◆ What to do
Could you retype the rows below word for word, starting at the line with "the sun glow" and continuing through the last line of the rows, both included?

___ Data entries ___

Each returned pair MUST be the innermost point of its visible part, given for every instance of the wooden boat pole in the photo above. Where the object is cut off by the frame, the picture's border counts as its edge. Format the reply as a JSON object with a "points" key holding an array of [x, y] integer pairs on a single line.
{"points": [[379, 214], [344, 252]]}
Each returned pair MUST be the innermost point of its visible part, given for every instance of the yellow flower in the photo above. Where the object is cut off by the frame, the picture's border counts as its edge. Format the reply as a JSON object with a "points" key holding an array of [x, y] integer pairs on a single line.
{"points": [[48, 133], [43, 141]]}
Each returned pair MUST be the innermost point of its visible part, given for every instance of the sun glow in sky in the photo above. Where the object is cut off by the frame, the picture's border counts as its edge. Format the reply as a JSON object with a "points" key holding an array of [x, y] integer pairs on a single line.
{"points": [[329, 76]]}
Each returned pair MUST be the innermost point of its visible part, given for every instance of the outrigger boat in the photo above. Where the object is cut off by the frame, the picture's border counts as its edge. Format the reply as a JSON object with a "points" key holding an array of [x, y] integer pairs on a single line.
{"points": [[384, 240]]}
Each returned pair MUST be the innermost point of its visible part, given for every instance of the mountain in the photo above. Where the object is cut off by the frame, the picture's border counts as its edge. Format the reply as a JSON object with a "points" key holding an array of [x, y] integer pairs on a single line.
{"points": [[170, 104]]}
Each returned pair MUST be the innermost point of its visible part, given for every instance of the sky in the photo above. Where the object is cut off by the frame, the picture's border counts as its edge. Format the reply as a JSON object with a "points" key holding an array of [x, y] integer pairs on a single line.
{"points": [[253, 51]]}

___

◆ The completed task
Each returned pair MUST be the innermost point of its visible part, given for every instance of the sun glow in sky in the photo above. Where the object is cut off by the frame, the picture's border counts as its edge. Format the reply as a JSON object with a "points" key holding an array of [x, y] integer pairs on a single line.
{"points": [[329, 76]]}
Each returned pair MUST be the innermost point of its visible part, given for every instance of the outrigger boat in the photo above. Where the object is cut off by the frame, the picture's border counts as its edge. Format the reply as a JSON object with a "points" key holding an array of [x, y] integer pairs on a single line.
{"points": [[384, 240]]}
Each returned pair MUST be the innermost point of its visible part, given for every instance of the mountain in the photo above. Where the object is cut off by the frame, the picture's border counts as its edge. Format the reply as a JSON object with a "points" key holding an array of [x, y] integer pairs on a single line.
{"points": [[170, 104]]}
Each returned pair MUST be the innermost point of its visible part, given for every instance of the sky in the photo above. Where the object is cut off by the frame, the picture's border counts as its edge. Format the reply as a JSON object with a "points" key holding an array of [x, y] integer pairs on a single line.
{"points": [[253, 51]]}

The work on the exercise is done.